## Page extract:
+ + + +
A Few Common Statistical Distributions

If you are a developer, you might think of statistical distributions as design patterns for statistical analysis. For instance, a normal distribution can concisely, with only two parameters, model a vast variety of phenomena. You won't get a perfect model, but, as George Pox put it:

All models are wrong, some are useful.

Statistical distributions can be seen as an attempt to create simple models that are reusable for many different cases. I think simplicity deserves some emphasis here. In fact, the above quote about all models being wrong is a nice one, but, in a paper by George Pox there's a sentence I like even more:

Just as the ability to devise simple but evocative models is the signature of the great scientist so overelaboration and overparameterization is often the mark of mediocrity.

Over time, a bunch of reusable models have been created. Let's have a look at the Bernoulli, Binomial, Geometric, Poisson, Exponential, Normal and Log-normal distribution. There are many more, but hey, we have to start somewhere.

The Bernoulli Distribution

If you think about what a coin toss is, it is an event (coin is thrown up in the air) with two outcomes (heads or tails), and these have equal probability. A Bernoulli distribution can describe probabilities related to a process with such a setup. However, it can do more than that, indeed, it can also handle unequal probabilities for the outcomes. You may think that flipping coins isn't the most important thing to model. But, imagine if your coin flip is rather whether a customer purchases something or not. Also here we have an event (customer visits your shop/website) and two outcomes (purchase/no purchase). These events are unlikely to have equal probability of course, and indeed, your work as a designer is to push up the probability of the desired outcome.

Finally, let us look at the probability mass function (PMF):

\[ \begin{alignat}{1} &X{\sim}\text{Bern}(p)\\ &P(X=x) = p^x(1-p)^{1-x}I_{\{0,1\}}(x) \end{alignat} \]

This function describes the probability associated with the outcomes, which are represented as x=0 or x=1.

The Binomial Distribution

What if we do a bunch of Bernoulli trials? Let us imagine that we toss our coin 10 times. A natural thing to be interested in then is how many coin tosses result in heads or tails. Or, for a website, we might want to ask ourselves: out of all unique sessions, how many resulted in a purchase?
+ + + +
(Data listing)
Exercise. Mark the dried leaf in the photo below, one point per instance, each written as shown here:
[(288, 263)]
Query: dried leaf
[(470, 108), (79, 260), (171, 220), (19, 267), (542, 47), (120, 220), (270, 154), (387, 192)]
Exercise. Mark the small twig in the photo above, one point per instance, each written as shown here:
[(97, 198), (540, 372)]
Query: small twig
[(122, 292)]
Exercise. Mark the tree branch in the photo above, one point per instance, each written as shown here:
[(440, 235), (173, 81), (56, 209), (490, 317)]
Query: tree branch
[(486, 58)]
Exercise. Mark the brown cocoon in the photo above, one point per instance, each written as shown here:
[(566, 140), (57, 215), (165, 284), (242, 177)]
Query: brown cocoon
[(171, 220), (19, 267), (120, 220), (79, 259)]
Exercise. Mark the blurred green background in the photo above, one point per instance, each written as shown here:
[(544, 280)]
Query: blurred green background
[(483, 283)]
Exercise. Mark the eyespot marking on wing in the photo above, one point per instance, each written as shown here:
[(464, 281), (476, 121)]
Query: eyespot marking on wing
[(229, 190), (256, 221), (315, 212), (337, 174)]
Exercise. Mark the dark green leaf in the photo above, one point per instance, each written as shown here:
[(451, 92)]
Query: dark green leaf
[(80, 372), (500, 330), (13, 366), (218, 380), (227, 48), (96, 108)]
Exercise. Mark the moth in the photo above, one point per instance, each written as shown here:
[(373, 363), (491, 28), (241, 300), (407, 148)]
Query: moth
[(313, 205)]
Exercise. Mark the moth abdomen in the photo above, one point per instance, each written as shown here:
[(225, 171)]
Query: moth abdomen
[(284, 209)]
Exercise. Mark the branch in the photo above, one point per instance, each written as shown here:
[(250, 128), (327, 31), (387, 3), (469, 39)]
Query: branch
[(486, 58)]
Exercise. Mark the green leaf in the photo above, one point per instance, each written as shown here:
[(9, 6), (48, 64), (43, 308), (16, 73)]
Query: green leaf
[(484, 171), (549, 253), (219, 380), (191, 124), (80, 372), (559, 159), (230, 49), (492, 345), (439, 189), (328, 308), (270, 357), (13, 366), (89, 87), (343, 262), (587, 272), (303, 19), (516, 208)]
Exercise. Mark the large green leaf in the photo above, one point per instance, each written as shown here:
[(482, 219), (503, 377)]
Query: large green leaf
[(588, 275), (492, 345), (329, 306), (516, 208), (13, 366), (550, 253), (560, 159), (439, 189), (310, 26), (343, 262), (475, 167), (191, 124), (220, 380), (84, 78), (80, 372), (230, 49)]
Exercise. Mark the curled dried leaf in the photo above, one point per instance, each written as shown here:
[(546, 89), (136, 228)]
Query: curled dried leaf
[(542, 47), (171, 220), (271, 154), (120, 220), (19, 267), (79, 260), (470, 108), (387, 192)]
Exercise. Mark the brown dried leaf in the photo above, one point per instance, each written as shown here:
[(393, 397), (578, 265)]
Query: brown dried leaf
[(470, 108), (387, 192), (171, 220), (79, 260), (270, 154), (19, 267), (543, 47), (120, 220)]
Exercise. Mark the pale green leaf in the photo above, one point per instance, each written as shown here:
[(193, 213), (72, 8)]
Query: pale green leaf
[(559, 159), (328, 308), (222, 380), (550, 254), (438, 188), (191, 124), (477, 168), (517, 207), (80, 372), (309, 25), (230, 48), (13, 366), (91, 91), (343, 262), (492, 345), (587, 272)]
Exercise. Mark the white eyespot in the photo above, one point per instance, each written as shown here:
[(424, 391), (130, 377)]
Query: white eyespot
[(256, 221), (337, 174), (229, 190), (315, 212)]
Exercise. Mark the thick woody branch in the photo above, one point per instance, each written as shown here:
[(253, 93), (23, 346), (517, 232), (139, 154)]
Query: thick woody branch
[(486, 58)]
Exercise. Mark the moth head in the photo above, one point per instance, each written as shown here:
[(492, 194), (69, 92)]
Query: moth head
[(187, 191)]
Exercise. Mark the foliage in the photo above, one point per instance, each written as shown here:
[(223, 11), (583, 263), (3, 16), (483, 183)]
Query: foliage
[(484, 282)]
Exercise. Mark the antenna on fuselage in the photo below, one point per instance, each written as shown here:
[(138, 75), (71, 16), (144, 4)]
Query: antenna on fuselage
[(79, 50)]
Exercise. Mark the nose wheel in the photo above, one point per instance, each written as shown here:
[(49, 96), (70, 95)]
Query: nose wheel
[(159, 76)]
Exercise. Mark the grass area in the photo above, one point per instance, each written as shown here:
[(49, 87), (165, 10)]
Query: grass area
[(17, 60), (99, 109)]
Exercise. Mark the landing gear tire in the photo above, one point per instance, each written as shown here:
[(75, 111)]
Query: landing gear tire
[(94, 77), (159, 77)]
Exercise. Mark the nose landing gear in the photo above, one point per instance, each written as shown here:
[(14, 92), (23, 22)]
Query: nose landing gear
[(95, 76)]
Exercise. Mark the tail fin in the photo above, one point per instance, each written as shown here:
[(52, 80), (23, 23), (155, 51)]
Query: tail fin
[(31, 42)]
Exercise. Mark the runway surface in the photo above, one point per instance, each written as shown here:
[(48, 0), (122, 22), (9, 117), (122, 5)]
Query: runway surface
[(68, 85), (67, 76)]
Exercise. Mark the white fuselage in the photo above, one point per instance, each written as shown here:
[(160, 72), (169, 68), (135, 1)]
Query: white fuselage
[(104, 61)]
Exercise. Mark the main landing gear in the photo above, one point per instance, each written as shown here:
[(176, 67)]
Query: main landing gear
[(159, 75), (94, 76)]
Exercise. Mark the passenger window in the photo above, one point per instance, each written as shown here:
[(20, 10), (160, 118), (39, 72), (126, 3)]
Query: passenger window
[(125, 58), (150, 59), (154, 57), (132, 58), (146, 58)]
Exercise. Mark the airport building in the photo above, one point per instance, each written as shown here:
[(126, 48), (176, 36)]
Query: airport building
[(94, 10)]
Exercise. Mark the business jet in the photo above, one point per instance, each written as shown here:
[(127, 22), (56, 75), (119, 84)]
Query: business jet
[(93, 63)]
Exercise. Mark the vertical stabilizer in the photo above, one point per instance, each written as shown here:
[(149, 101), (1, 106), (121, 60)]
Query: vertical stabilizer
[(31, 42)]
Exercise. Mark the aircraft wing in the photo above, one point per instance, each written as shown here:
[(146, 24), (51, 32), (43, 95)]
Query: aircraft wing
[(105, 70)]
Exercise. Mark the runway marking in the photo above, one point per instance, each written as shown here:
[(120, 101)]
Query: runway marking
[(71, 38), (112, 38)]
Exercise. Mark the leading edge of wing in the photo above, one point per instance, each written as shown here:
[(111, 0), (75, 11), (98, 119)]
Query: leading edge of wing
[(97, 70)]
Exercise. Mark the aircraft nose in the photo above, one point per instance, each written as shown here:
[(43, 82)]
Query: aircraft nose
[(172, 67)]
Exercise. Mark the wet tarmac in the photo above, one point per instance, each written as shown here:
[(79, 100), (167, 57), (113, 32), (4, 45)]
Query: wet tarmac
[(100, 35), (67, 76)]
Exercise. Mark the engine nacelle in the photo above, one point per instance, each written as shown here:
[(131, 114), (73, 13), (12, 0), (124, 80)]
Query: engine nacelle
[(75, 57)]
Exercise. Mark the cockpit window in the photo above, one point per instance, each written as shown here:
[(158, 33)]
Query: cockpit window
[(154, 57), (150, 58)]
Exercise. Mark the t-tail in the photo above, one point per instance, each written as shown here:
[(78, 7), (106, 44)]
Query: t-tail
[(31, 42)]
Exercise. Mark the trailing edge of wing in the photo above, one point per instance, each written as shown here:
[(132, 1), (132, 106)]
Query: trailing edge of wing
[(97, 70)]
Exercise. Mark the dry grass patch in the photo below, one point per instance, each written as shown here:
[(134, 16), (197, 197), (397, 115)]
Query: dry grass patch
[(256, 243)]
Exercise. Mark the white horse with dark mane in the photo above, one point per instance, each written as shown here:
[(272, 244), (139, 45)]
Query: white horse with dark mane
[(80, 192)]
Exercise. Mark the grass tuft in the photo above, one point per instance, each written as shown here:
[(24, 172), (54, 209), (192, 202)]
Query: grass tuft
+ + + +
## Required task A:
Answer these questions about the page on statistical distributions:
(i) How many parameters does the normal distribution need to model many phenomena?
(ii) In the online shop example, what are the two outcomes of a customer visit?
(iii) How many times is the coin tossed in the example about the Binomial distribution?
## Required task B:
In the records, switch "grass" to "turf" in the lines starting at the one containing "Exercise. Mark the cockpit" and ending at the end of the records, and write out only those lines with nothing else changed.
The text and the records are unrelated to each other.

## Correct output A:
(i) Two.
(ii) Purchase or no purchase.
(iii) 10 times.

## Correct output B:
Exercise. Mark the cockpit window in the photo above, one point per instance, each written as shown here:
[(158, 33)]
Query: cockpit window
[(154, 57), (150, 58)]
Exercise. Mark the t-tail in the photo above, one point per instance, each written as shown here:
[(78, 7), (106, 44)]
Query: t-tail
[(31, 42)]
Exercise. Mark the trailing edge of wing in the photo above, one point per instance, each written as shown here:
[(132, 1), (132, 106)]
Query: trailing edge of wing
[(97, 70)]
Exercise. Mark the dry turf patch in the photo below, one point per instance, each written as shown here:
[(134, 16), (197, 197), (397, 115)]
Query: dry turf patch
[(256, 243)]
Exercise. Mark the white horse with dark mane in the photo above, one point per instance, each written as shown here:
[(272, 244), (139, 45)]
Query: white horse with dark mane
[(80, 192)]
Exercise. Mark the turf tuft in the photo above, one point per instance, each written as shown here:
[(24, 172), (54, 209), (192, 202)]
Query: turf tuft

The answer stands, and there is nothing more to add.